TEXT:
*** Begin section ***
Several factors might account for a poor correlation between PM10 and AOD. Firstly, they are measuring different categories of particles between PM10 and AOD (Engel-Cox et al., 2004; Liu et al., 2007b). One limitation of this study was the lack of ground PM2.5 data. Secondly, the sampling periods are different with PM10 representing 24-h average, whereas, AOD corresponding to a snap-shot of daytime PM level. Thirdly, ground monitoring stations have insufficient coverage of PM and meteorology over the entire metropolitan area of Beijing. Finally, various factors have different impacts on the measurement accuracy from ground or space. Being aware of these potential impacts, all of previous studies focused on developing empirical models of AOD by calibrating with ground measurement and local meteorological information (Koelemeijer et al., 2006; Liu et al., 2005). This approach, depending on the available ground data, worked well for long-term average of PM over a large geographic region (Al-Saadi et al., 2005; van Donkelaar et al., 2010; Wang and Christopher, 2003). Currently, there are limited studies that adopt empirical AOD models in environmental health research. By merging AOD with ground measurements using geographically weighted regression, the standardized county-level biennial mortality rates (2003–2004) of chronic heart diseases in the United States were associated with two-year average re-calculated PM2.5 levels (Hu, 2009), or with two-year average satellite-derived AOD raster data (Hu and Rao, 2009). It is worth to note that, in these studies, data for cold seasons (October to March) were not used in the two-year average calculation and model analysis.

The intrinsic differences of healthcare data and associated quality attributed to the variations of PM and/or weather related effects. Since the admission database covered the entire metropolitan area with large daily events and more accurate diagnosis, models for both PM10 and AOD performed best in this database. The mortality data was limited to eight districts of downtown Beijing with small daily events and a lower quality on diagnosis. In contrast, cohort outpatient data was collected from a small, older (mean age±SD: 60±15), and female dominant (67%) population. Although it had large daily events, the quality was affected by large amounts of regular visits for medicine refill and less accuracy on diagnosis.
*** End section ***
(Records from a data source)
*** Begin section ***
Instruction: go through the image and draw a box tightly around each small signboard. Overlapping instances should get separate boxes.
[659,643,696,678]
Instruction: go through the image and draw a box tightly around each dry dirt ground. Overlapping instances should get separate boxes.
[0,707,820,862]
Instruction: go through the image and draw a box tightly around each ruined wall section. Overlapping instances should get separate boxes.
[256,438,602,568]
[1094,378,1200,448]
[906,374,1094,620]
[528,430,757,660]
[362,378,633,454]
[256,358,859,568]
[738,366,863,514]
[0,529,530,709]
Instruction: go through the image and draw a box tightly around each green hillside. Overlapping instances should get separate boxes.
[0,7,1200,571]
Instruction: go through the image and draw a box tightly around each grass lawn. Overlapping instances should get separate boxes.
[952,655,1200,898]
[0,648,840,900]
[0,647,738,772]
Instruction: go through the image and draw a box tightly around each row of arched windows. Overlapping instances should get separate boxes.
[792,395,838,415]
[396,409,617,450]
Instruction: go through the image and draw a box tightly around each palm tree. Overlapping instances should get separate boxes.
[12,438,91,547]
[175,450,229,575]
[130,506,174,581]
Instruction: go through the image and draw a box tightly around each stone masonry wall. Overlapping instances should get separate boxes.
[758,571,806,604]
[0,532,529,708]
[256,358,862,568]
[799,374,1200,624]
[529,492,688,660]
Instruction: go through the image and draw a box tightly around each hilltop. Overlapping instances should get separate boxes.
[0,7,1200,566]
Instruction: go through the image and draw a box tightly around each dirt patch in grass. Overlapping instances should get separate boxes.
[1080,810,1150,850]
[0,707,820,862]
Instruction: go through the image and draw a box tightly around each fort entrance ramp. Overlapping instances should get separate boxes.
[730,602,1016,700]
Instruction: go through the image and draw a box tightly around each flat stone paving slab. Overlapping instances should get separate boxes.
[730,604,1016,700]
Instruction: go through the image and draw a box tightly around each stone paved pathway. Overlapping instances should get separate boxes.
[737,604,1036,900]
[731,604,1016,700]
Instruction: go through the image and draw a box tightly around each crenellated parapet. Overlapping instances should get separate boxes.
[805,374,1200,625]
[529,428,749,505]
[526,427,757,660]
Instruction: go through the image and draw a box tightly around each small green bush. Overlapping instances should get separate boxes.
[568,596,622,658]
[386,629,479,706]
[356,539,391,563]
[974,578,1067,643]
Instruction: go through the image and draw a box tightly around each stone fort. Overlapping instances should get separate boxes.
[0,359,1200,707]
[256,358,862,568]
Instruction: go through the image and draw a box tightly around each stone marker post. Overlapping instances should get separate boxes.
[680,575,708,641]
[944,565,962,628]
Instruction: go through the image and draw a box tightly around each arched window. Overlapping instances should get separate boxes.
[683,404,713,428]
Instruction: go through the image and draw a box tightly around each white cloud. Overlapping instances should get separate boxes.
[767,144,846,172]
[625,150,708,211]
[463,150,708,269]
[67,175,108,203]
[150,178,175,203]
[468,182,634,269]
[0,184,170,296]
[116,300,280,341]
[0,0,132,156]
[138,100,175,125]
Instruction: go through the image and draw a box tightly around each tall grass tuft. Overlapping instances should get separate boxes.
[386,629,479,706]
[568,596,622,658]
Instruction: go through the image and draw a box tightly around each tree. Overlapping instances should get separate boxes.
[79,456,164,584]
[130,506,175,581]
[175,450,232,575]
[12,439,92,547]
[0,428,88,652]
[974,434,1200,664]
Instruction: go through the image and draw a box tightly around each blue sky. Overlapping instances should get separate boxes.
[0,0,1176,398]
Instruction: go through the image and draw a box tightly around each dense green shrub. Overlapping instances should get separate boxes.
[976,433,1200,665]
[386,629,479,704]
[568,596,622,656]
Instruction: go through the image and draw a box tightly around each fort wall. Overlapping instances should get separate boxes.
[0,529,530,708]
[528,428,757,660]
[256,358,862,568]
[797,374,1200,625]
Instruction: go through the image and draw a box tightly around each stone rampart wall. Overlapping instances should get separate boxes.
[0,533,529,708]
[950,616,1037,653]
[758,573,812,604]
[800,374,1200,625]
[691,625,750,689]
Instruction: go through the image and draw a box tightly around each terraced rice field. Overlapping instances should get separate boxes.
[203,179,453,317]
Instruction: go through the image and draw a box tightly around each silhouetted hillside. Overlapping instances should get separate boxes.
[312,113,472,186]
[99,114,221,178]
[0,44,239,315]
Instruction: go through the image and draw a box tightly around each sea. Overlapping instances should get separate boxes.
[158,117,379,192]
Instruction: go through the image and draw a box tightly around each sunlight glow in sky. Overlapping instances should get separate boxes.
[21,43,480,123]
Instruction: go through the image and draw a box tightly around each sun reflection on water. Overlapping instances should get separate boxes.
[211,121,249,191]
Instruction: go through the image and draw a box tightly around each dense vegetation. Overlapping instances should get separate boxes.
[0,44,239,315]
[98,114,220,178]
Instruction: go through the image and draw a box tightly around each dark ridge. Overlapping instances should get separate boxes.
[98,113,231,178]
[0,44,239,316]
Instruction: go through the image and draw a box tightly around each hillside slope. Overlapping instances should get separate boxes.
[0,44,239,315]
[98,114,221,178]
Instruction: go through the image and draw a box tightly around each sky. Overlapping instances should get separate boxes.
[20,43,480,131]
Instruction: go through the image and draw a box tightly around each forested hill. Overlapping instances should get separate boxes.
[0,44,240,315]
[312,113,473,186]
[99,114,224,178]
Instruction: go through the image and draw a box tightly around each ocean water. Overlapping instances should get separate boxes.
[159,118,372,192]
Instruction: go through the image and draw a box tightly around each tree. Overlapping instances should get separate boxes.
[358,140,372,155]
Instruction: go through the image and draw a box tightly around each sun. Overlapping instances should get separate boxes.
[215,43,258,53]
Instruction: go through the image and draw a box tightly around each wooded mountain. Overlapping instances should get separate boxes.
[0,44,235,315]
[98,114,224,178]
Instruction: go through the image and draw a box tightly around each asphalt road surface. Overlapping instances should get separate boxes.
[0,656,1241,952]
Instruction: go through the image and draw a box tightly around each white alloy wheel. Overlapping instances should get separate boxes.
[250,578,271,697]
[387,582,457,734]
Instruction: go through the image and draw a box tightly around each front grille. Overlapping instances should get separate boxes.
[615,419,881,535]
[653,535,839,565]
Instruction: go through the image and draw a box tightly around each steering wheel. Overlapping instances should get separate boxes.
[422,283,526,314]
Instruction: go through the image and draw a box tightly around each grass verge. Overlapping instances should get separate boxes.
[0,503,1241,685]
*** End section ***
TASKS TO PERFORM:
1 – List the factors that the text on PM10 and AOD gives for a poor correlation between PM10 and AOD.
2 – Carry on the text on PM10 and AOD from its last sentence.

EXERCISE RESPONSES:
1 –
- PM10 and AOD measure different categories of particles.
- The sampling periods differ: PM10 is a 24-h average, while AOD is a snap-shot of daytime PM level.
- Ground monitoring stations do not cover PM and meteorology well enough across the whole metropolitan area of Beijing.
- Various factors affect measurement accuracy differently from the ground and from space.

2 –
5. Conclusion

To our knowledge, this is the first study of directly assessing PM-induced acute adverse health effects by satellite remote sensing, without a prior calibration using ground monitoring data. AH-calibrated AOD is an integrated measurement of satellite-based AOD and local weather conditions. By bypassing a pre-calibration step of empirical model building, it avoids the problems caused by the lack of ground monitoring networks. In contrast to ground monitoring data that often lack spatial and temporal coverage and suffer unbalanced spatial distribution, the repetitive and broad-area coverage of satellites allows atmospheric remote sensing to offer a unique opportunity to monitor air quality at global, continental, national and regional scales. Satellite-based remote sensing could help fill pervasive data gaps that impede efforts to study air pollution and protect public health. In addition, the evidence of satellite-based environmental health research supports targeting of policy interventions on high-risk regions to reduce pollution levels. Addition studies are warranted to further explore the potential health benefits of satellite remote sensing.

Supplementary Material

Supplemental

Acknowledgments

This work was supported by grant ES000002 from National Institute of Environmental Health Sciences, by Research Project Awards from Harvard University Center for the Environment, and by pilot project from Harvard-NIEHS Center for Environmental Health.

Abbreviations

AH

Absolute humidity

AOD

Aerosol optical depth

AQI

Air quality index

GLM

Generalized linear models

MODIS

Moderate Resolution Imaging Spectroradiometer

PM

Particulate matter

RH

Relative humidity

Footnotes

We thank Dr. Xihong Li at Biostatistics Department, Harvard School of Public Health for organizing Environmental Statistics Retreat in 2006, where the idea of this study was initiated. We thank Dr. Jeffrey Shaman at Oregon State University for his insightful seminar at Harvard School of Public Health, which enlightened us to apply absolute humidity in AOD calibration. We also thank our colleague, Dr. Douglas Dockery, for discussion and encouragement.

Appendix A. Supplementary data

Supplementary data to this article can be found online at http://dx.doi.org/10.1016/j.envint.2012.10.011.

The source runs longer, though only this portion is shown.